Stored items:
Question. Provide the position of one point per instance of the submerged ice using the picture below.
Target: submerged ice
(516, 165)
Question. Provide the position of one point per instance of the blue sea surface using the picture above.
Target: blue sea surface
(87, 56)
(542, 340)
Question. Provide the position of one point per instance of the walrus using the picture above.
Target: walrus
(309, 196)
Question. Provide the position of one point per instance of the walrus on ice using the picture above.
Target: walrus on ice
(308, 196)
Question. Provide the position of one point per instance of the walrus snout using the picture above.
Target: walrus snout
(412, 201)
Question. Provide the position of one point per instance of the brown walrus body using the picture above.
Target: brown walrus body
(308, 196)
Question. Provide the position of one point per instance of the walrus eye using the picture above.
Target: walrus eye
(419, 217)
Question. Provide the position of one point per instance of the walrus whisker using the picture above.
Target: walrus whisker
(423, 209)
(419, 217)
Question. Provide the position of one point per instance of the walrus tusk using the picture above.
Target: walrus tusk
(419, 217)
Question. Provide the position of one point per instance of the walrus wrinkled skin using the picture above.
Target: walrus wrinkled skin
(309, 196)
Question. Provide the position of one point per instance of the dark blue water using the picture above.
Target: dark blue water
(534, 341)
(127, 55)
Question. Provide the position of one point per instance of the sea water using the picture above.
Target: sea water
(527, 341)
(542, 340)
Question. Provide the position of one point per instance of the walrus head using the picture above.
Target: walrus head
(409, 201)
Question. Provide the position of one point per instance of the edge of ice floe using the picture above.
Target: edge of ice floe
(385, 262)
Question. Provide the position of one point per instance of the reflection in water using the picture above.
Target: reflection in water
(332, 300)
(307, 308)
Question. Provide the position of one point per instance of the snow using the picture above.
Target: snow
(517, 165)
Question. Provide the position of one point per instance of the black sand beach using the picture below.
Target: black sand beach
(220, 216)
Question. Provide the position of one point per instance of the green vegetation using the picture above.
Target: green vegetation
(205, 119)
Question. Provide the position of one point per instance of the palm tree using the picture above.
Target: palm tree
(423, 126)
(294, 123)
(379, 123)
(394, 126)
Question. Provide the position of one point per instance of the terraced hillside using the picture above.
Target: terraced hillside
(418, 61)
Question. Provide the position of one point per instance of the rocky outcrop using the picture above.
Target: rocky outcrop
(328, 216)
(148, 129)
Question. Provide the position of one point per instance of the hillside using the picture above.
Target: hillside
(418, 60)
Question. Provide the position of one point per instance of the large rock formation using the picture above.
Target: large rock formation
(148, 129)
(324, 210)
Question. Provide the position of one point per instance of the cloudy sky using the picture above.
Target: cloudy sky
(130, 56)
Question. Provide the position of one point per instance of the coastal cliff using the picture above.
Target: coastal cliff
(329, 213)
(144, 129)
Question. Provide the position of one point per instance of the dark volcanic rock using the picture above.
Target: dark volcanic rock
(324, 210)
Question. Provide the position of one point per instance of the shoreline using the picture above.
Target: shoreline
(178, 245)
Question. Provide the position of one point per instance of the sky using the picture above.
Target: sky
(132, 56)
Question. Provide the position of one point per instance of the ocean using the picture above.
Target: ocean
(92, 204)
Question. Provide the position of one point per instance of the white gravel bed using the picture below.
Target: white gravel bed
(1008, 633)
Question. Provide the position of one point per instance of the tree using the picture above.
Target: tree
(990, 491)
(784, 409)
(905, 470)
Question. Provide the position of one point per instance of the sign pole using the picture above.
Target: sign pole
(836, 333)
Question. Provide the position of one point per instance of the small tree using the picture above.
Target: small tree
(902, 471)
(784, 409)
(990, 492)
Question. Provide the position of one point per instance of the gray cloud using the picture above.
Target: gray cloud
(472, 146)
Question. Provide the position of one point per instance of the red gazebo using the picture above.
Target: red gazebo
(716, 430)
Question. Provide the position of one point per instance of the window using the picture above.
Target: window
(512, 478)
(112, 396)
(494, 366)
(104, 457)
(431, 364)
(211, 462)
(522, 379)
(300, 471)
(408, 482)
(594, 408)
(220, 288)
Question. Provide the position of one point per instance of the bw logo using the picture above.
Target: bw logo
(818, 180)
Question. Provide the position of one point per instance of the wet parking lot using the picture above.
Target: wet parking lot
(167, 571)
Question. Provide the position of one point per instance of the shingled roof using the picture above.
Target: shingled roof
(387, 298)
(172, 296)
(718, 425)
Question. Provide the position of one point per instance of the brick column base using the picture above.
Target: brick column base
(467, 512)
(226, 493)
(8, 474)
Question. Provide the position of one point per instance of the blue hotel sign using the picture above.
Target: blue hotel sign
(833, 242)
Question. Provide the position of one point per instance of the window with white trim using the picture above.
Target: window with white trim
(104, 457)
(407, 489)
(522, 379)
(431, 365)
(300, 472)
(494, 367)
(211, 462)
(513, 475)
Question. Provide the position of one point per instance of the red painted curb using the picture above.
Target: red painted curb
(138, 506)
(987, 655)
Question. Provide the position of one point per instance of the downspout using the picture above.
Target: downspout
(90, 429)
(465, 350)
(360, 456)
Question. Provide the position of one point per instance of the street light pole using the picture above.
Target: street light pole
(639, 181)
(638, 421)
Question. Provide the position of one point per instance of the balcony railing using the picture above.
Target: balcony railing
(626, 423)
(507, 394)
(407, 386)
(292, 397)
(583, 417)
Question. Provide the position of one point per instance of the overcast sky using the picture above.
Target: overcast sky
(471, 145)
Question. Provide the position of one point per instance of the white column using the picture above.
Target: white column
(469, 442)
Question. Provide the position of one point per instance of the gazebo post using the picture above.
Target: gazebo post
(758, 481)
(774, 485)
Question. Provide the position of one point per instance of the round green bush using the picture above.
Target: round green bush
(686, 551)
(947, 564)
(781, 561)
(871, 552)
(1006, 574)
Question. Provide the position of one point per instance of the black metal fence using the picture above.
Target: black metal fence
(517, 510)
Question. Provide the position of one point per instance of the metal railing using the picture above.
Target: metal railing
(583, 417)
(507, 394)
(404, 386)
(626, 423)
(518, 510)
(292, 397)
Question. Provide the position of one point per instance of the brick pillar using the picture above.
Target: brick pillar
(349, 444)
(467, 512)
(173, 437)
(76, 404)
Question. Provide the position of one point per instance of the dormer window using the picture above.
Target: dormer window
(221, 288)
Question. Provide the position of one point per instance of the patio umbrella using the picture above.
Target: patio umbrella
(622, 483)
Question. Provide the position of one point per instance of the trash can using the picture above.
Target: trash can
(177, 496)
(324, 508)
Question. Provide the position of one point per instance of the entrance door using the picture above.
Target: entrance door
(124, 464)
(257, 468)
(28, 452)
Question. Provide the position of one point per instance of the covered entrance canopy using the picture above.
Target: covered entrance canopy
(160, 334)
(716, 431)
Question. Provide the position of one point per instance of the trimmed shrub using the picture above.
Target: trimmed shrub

● SET EXERCISE:
Can you write out all of the rows above word for word, without changing anything?

● TASK RESULT:
Question. Provide the position of one point per instance of the submerged ice using the picture below.
Target: submerged ice
(516, 165)
Question. Provide the position of one point per instance of the blue sea surface using the picture above.
Target: blue sea surface
(87, 56)
(542, 340)
Question. Provide the position of one point per instance of the walrus using the picture above.
Target: walrus
(309, 196)
Question. Provide the position of one point per instance of the walrus on ice using the picture above.
Target: walrus on ice
(308, 196)
Question. Provide the position of one point per instance of the walrus snout using the picture above.
Target: walrus snout
(412, 201)
Question. Provide the position of one point per instance of the brown walrus body using the picture above.
Target: brown walrus body
(308, 196)
Question. Provide the position of one point per instance of the walrus eye using the picture above.
Target: walrus eye
(419, 217)
Question. Provide the position of one point per instance of the walrus whisker using the picture above.
Target: walrus whisker
(423, 209)
(419, 217)
Question. Provide the position of one point per instance of the walrus tusk using the picture above.
Target: walrus tusk
(419, 217)
Question. Provide the position of one point per instance of the walrus wrinkled skin using the picture above.
Target: walrus wrinkled skin
(309, 196)
Question. Provide the position of one point per instance of the dark blue water using the picture above.
Target: dark blue water
(534, 341)
(127, 55)
Question. Provide the position of one point per instance of the sea water using the picture above.
Target: sea water
(527, 341)
(542, 340)
Question. Provide the position of one point per instance of the walrus head using the picture above.
Target: walrus head
(409, 201)
Question. Provide the position of one point per instance of the edge of ice floe using the picture above.
Target: edge of ice floe
(385, 262)
Question. Provide the position of one point per instance of the reflection in water using the picture above.
Target: reflection in water
(332, 300)
(307, 308)
Question. Provide the position of one point per instance of the snow using the picture above.
Target: snow
(517, 165)
Question. Provide the position of one point per instance of the black sand beach using the picture below.
Target: black sand beach
(220, 216)
Question. Provide the position of one point per instance of the green vegetation using the picture above.
Target: green vegetation
(205, 119)
Question. Provide the position of one point per instance of the palm tree using the picture above.
Target: palm tree
(423, 126)
(294, 123)
(379, 123)
(394, 126)
Question. Provide the position of one point per instance of the terraced hillside using the picture above.
Target: terraced hillside
(418, 61)
Question. Provide the position of one point per instance of the rocky outcrop using the picture above.
Target: rocky outcrop
(328, 216)
(148, 129)
Question. Provide the position of one point per instance of the hillside using the picture above.
Target: hillside
(418, 60)
Question. Provide the position of one point per instance of the large rock formation using the picture above.
Target: large rock formation
(148, 129)
(324, 210)
Question. Provide the position of one point per instance of the cloudy sky using the picture above.
Target: cloudy sky
(130, 56)
Question. Provide the position of one point per instance of the coastal cliff using the picture above.
Target: coastal cliff
(329, 213)
(144, 129)
Question. Provide the position of one point per instance of the dark volcanic rock using the picture above.
Target: dark volcanic rock
(324, 210)
Question. Provide the position of one point per instance of the shoreline using the picture above.
Target: shoreline
(178, 245)
Question. Provide the position of one point per instance of the sky using the picture above.
Target: sky
(132, 56)
Question. Provide the position of one point per instance of the ocean using the picture above.
Target: ocean
(92, 204)
Question. Provide the position of one point per instance of the white gravel bed using the picture below.
Target: white gravel bed
(1008, 633)
Question. Provide the position of one point per instance of the tree using the picture above.
Target: tree
(990, 491)
(784, 409)
(905, 470)
Question. Provide the position of one point per instance of the sign pole using the picture above.
Target: sign pole
(836, 333)
Question. Provide the position of one point per instance of the small tree using the picture above.
Target: small tree
(902, 471)
(784, 409)
(990, 492)
Question. Provide the position of one point per instance of the gray cloud using the picture above.
Target: gray cloud
(472, 146)
Question. Provide the position of one point per instance of the red gazebo using the picture above.
Target: red gazebo
(716, 430)
Question. Provide the position of one point per instance of the window using the picture above.
Target: window
(512, 478)
(112, 396)
(494, 366)
(104, 457)
(431, 364)
(211, 462)
(522, 379)
(300, 471)
(408, 482)
(594, 408)
(220, 288)
Question. Provide the position of one point per instance of the bw logo using the picture above.
Target: bw logo
(818, 180)
Question. Provide the position of one point per instance of the wet parking lot using the picture above.
Target: wet parking lot
(167, 571)
Question. Provide the position of one point per instance of the shingled roof using the picture above.
Target: shingled roof
(387, 298)
(172, 296)
(718, 425)
Question. Provide the position of one point per instance of the brick column base using the picture above.
Target: brick column base
(467, 512)
(226, 493)
(8, 474)
Question. Provide the position of one point per instance of the blue hotel sign using the picture above.
Target: blue hotel sign
(833, 242)
Question. Provide the position of one point per instance of the window with white trim using the picture above.
Target: window with white trim
(104, 457)
(407, 489)
(522, 379)
(431, 365)
(300, 472)
(494, 367)
(211, 462)
(513, 475)
Question. Provide the position of one point per instance of the red painted curb using the picture above.
Target: red painted curb
(138, 506)
(987, 655)
Question. Provide the position of one point per instance of the downspout using the picture above.
Target: downspout
(90, 429)
(465, 350)
(360, 456)
Question. Provide the position of one point per instance of the street light pole using the picture above.
Target: street light pole
(639, 181)
(638, 421)
Question. Provide the position of one point per instance of the balcony railing using the picture above.
Target: balcony railing
(626, 423)
(507, 394)
(407, 386)
(292, 397)
(583, 417)
Question. Provide the position of one point per instance of the overcast sky using the picture above.
Target: overcast sky
(471, 145)
Question. Provide the position of one point per instance of the white column using the picture above.
Target: white column
(469, 442)
Question. Provide the position of one point per instance of the gazebo post using the picture above.
Target: gazebo post
(758, 481)
(774, 485)
Question. Provide the position of one point per instance of the round green bush using the picture above.
Target: round green bush
(686, 551)
(947, 564)
(781, 561)
(871, 552)
(1006, 574)
Question. Provide the position of one point per instance of the black metal fence using the picture above.
Target: black metal fence
(517, 510)
Question. Provide the position of one point per instance of the metal railing using the picture above.
Target: metal railing
(583, 417)
(507, 394)
(404, 386)
(626, 423)
(518, 510)
(292, 397)
Question. Provide the position of one point per instance of the brick pillar using the picture above.
Target: brick pillar
(349, 444)
(467, 512)
(173, 437)
(76, 404)
Question. Provide the position of one point per instance of the dormer window using the picture above.
Target: dormer window
(221, 288)
Question. Provide the position of one point per instance of the patio umbrella using the picture above.
Target: patio umbrella
(622, 483)
Question. Provide the position of one point per instance of the trash can using the picture above.
Target: trash can
(177, 496)
(324, 508)
Question. Provide the position of one point per instance of the entrance door using the picture above.
Target: entrance door
(124, 464)
(257, 468)
(28, 452)
Question. Provide the position of one point per instance of the covered entrance canopy using the picture above.
Target: covered entrance canopy
(160, 334)
(716, 431)
Question. Provide the position of one point per instance of the trimmed shrub using the picture above.
Target: trimmed shrub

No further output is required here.